> [Selected text]:
= = =

Dr. Wang's research focuses on understanding the role of vitamin C (ascorbate), as a cofactor for DNA demethylases and histone demethylases, in cancer initiation and progression. The primary goal of his research is to determine whether vitamin C treatment can restore, at least partially, the epigenetic profiles and ultimately lead to an epigenetic reprogramming of cancer cells toward healthy cells. The long-term goal is to develop nutritional supplements for cancer prevention and to identify novel druggable targets for cancer treatment.
One recent breakthrough in the epigenetics field is the identification of DNA demethylation pathways. A group of enzymes termed ten-eleven translocation (TET) dioxygenases were discovered to catalyze the hydroxylation of 5-methylcytosine (5mC) to 5-hydroxymethylcytosine (5hmC), which cannot be recognized by DNA methyl-transferases (DNMT), leading to replication-dependent demethylation. TET can further oxidize 5hmC to 5-formylcytosine (5fC) and 5-carboxylcytosine (5caC), which are eventually replaced by unmodified cytosine, thus completing the process of replication-independent active DNA demethylation.
Dr. Wang and colleagues are the first to publish that vitamin C is a cofactor for TET enzymes, as it does for other iron and 2-oxoglutarate dependent hydroxylases. Their findings were confirmed by later reports from other groups and are now widely accepted. Compelling evidence has shown that loss of 5hmC is found in most, if not all, types of human cancer. Interestingly, the expression of vitamin C transporters is also decreased in many types of cancers. It is plausible that 5hmC deficit in cancer could be caused, at least partly, by a local deficiency of vitamin C, which must be addressed in clinical care of cancer patients. Furthermore, vitamin C has been shown as a cofactor for a few of, but potentially could be many, histone demethylases, most of which also are iron and 2-oxoglutarate dependent dioxygenases. Dr. Wang's research is dissecting the role of vitamin C in histone demethylation in cancer development.
Continuing the DNA demethylation research, his lab has made a breakthrough progress. In a recent publication in eLIFE, they showed that G-protein coupled receptors (GPCRs), via cAMP, regulate DNA demethylation and the transcriptome by modulating the intracellular labile Fe(II) pool. Thus, GPCRs can transduce environmental cues such as pharmaceutical drugs, various hormones, and neurotransmitters into the second messenger cAMP and further to alterations in DNA methylation, which could be implicated in human health and disease. There are about 800 GPCRs in humans and nearly 50% of all marketed drugs target GPCRs. More importantly, GPCRs play critical roles in cancer and GPCRs have been recognized as emerging anti-cancer drug targets. Thus, his research is also working on the epigenetic role of GPCRs in cancer treatment.

= = =

Extracted data entries

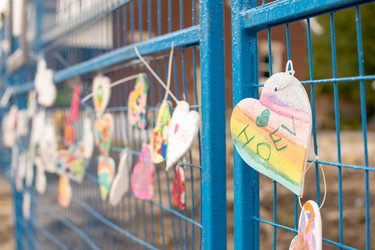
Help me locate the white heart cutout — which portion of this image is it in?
[166,101,200,170]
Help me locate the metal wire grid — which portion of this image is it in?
[233,1,375,249]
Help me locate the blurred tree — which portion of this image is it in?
[313,4,375,127]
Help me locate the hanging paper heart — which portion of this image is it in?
[94,113,113,156]
[151,101,171,164]
[289,200,322,250]
[230,64,311,196]
[92,75,111,117]
[2,105,18,148]
[128,74,148,129]
[109,150,130,206]
[70,84,81,121]
[34,59,56,107]
[131,144,155,200]
[172,167,185,210]
[57,175,72,208]
[81,117,94,159]
[166,101,199,170]
[35,157,47,194]
[98,156,115,201]
[64,115,76,146]
[22,192,31,220]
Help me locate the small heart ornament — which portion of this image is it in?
[109,150,130,206]
[98,156,115,201]
[230,62,311,196]
[57,175,72,208]
[151,101,171,164]
[166,101,199,170]
[289,200,322,250]
[131,144,155,200]
[128,74,148,129]
[172,167,185,210]
[92,75,111,117]
[94,113,113,156]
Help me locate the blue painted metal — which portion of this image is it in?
[200,0,227,249]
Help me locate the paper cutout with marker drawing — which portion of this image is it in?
[70,84,81,121]
[57,175,72,208]
[128,74,148,129]
[166,101,199,170]
[130,144,155,200]
[34,59,57,107]
[81,117,94,159]
[289,200,322,250]
[94,113,113,156]
[35,156,47,194]
[92,75,111,117]
[22,192,31,220]
[64,115,76,146]
[230,63,311,196]
[98,156,115,201]
[151,101,171,164]
[2,105,18,148]
[109,149,131,206]
[172,167,185,210]
[38,121,58,173]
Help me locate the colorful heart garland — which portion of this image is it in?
[230,62,311,196]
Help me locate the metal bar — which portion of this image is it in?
[232,0,259,250]
[200,0,227,249]
[239,0,371,31]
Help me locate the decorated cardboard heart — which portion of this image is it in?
[128,74,148,129]
[57,175,72,208]
[131,144,155,200]
[38,121,57,173]
[92,75,111,117]
[289,200,322,250]
[230,70,311,196]
[94,113,113,156]
[151,101,171,164]
[34,59,57,107]
[98,156,115,201]
[109,150,131,206]
[166,101,199,170]
[172,167,185,210]
[81,117,94,159]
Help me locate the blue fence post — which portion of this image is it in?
[232,0,259,249]
[200,0,227,249]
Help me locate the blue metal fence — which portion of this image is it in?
[232,0,375,249]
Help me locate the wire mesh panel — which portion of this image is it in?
[1,0,226,249]
[232,1,375,249]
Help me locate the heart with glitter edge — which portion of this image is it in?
[166,101,200,170]
[230,69,311,196]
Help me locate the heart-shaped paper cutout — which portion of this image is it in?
[151,101,171,164]
[289,200,322,250]
[109,150,130,206]
[34,59,57,107]
[70,84,81,121]
[94,113,113,156]
[81,117,94,159]
[131,144,155,200]
[166,101,199,170]
[57,175,72,208]
[92,75,111,117]
[98,156,115,201]
[230,73,311,196]
[128,74,148,129]
[172,167,185,210]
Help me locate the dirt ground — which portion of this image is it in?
[0,131,375,250]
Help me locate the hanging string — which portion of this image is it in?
[134,43,179,103]
[298,155,327,209]
[81,73,145,103]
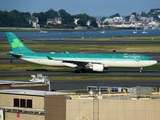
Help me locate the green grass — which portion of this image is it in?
[0,61,160,71]
[0,75,160,81]
[0,44,160,57]
[0,37,160,80]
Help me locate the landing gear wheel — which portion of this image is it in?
[139,67,143,73]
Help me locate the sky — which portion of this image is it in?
[0,0,160,17]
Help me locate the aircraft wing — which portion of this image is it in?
[47,56,89,66]
[8,53,23,58]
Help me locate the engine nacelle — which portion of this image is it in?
[92,64,104,72]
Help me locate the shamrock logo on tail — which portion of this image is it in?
[12,39,23,49]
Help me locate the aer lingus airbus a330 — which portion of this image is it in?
[6,32,157,72]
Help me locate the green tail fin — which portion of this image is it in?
[6,32,33,53]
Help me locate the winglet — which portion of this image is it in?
[47,56,53,60]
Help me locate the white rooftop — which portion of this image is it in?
[0,80,35,84]
[0,89,70,96]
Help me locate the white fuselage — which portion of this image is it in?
[22,58,157,67]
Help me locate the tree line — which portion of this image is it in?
[0,9,96,28]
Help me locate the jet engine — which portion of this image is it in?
[92,64,104,72]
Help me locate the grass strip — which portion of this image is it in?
[0,63,160,71]
[0,74,160,81]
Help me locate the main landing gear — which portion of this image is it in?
[139,67,143,73]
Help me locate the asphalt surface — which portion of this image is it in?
[0,39,160,44]
[0,70,160,77]
[0,40,160,90]
[51,80,160,92]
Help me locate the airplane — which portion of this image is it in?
[6,32,157,73]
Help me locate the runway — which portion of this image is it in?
[0,70,160,76]
[0,40,160,90]
[51,80,160,92]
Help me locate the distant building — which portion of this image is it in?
[73,18,79,25]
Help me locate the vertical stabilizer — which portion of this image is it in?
[6,32,33,53]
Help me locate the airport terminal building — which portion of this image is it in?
[0,88,160,120]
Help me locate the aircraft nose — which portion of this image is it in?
[153,60,158,64]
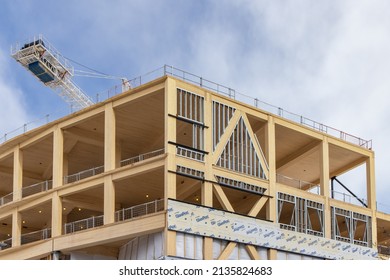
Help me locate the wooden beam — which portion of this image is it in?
[52,212,166,251]
[176,181,200,200]
[64,127,104,148]
[213,184,234,212]
[62,197,104,212]
[276,140,319,171]
[213,110,241,163]
[218,242,237,260]
[247,196,268,217]
[242,113,269,178]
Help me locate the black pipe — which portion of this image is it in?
[332,176,368,208]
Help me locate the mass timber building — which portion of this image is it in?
[0,67,390,259]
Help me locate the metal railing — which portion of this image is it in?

= = =

> [Work order 1]:
Answer these questions about the research summary:
(a) What does the abbreviation TET stand for?
(b) In which journal did the lab publish its finding on G-protein coupled receptors?
(c) About how many G-protein coupled receptors are there in humans?
> [Work order 2]: Could you set down the stretch of the research summary from "One recent breakthrough" through "active DNA demethylation.", word for word?
These items have nothing to do with the research summary.

> [Expected output 1]:
(a) Ten-eleven translocation
(b) eLIFE
(c) About 800

> [Expected output 2]:
One recent breakthrough in the epigenetics field is the identification of DNA demethylation pathways. A group of enzymes termed ten-eleven translocation (TET) dioxygenases were discovered to catalyze the hydroxylation of 5-methylcytosine (5mC) to 5-hydroxymethylcytosine (5hmC), which cannot be recognized by DNA methyl-transferases (DNMT), leading to replication-dependent demethylation. TET can further oxidize 5hmC to 5-formylcytosine (5fC) and 5-carboxylcytosine (5caC), which are eventually replaced by unmodified cytosine, thus completing the process of replication-independent active DNA demethylation.